— PAGE EXCERPT —
/llmfao

Large Language Model Feedback Analysis and Optimization (LLMFAO)

Primary LanguageJupyter NotebookCreative Commons Attribution 4.0 InternationalCC-BY-4.0

Large Language Model Feedback Analysis and Optimization (LLMFAO)

This is a minimalistic large language model (LLM) leaderboard that is based on human and machine feedback on pairwise responses of the models based on a carefully-selected set of prompts and different models.

The pairwise comparisons are transformed into scores using the Evalica library.

Data

The original Crowdsourced LLM Benchmark dataset in files prompts.jsonl, models.jsonl, and results.jsonl was kindly provided by the team at llmonitor.com under a CC BY 4.0 license.

All files with substring crowd in the name have only prompts from a smaller subset non-coding and non-redundant prompts: k8s, qft, vendor-extract, munchhausen, basic-sentiment, cot-apple, taiwan, sally, holidays, bagel, planets-json, blue, product-description (13 out of 19 prompts).

All other data files were released under the same CC BY 4.0 license by Dmitry Ustalov:

  • pairs.jsonl, pairs-crowd.jsonl: sampled pairs
  • pairs-crowd-training.jsonl: pairs for training the annotators
  • crowd-instruction.md, gpt-instruction.txt: instructions for annotators and models
  • gpt3.jsonl, gpt4.jsonl: GPT-3 and GPT-4 API requests
  • gpt*-responses.jsonl: GPT-3 and GPT-4 API responses
  • *-comparisons.csv: pairwise comparisons
  • *-crowd-comparisons.csv: pairwise comparisons without code-related pairs
erDiagram
    models {
        int id
        string api_id
        string name
        string api
        string type
        string org
    }
    prompts {
        int id
        string text
        string type
        string slug
        string stop
        string note
    }
    results {
        int id
        int model
        string result
        float duration
        float rate
        int prompt
        string api_id
        string name
        string api
        string type
        string org
        string slug
    }
    pairs {
        int id
        int prompt
        string text
        string type
        string slug
        string note
        int model_x
        string result_x
        int model_y
        string result_y
    }
    comparisons {
        int id
        int prompt
        int model_x
        int model_y
        string left
        string right
        string winner
    }
    models ||--|{ results : has
    models ||--|{ pairs : has
    models ||--|{ comparisons : has
    prompts ||--|{ results : has
    prompts ||--|{ pairs : has
    prompts ||--|{ comparisons : has
Loading

Code

All the code is released under the GPLv3+ license, but if you use only the data and not the code, it does not apply to you.

pipenv run llmfao pairs  # generates pairs.jsonl and pairs-crowd.jsonl
pipenv run llmfao gpt3-requests  # generates gpt3.jsonl (makes no API requests)

— TASK DESCRIPTION —
Answer these from the LLMFAO page:
(a) Which library transforms the pairwise comparisons into scores?
(b) Who provided the original Crowdsourced LLM Benchmark dataset?
(c) Under what license is the code released?
The lines that come next are taken from a separate source.

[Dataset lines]
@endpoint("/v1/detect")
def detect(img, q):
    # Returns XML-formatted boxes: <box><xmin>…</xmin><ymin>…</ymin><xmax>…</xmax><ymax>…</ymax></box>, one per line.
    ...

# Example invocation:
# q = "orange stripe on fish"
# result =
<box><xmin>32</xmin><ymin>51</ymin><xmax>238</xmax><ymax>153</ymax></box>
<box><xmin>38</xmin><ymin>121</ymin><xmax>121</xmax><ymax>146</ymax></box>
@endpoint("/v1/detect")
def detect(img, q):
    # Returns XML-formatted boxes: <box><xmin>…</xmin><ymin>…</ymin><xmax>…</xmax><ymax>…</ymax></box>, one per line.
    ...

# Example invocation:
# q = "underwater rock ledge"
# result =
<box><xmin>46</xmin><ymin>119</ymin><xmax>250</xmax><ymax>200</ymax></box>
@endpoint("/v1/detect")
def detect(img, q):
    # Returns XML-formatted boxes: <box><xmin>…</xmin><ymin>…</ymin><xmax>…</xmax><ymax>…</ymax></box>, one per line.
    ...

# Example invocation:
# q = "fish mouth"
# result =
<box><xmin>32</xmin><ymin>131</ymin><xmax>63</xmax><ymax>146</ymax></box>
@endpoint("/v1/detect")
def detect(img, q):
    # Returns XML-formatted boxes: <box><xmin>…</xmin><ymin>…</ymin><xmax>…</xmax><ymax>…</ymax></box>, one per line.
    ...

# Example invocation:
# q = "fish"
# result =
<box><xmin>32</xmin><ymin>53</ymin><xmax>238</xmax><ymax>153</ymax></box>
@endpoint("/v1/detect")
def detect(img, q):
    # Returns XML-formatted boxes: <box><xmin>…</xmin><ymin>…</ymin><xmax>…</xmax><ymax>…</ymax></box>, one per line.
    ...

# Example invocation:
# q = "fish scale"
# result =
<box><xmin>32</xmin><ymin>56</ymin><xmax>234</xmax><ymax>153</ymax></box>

— SOLVED EXERCISE —
(a) The Evalica library.
(b) The team at llmonitor.com.
(c) The GPLv3+ license.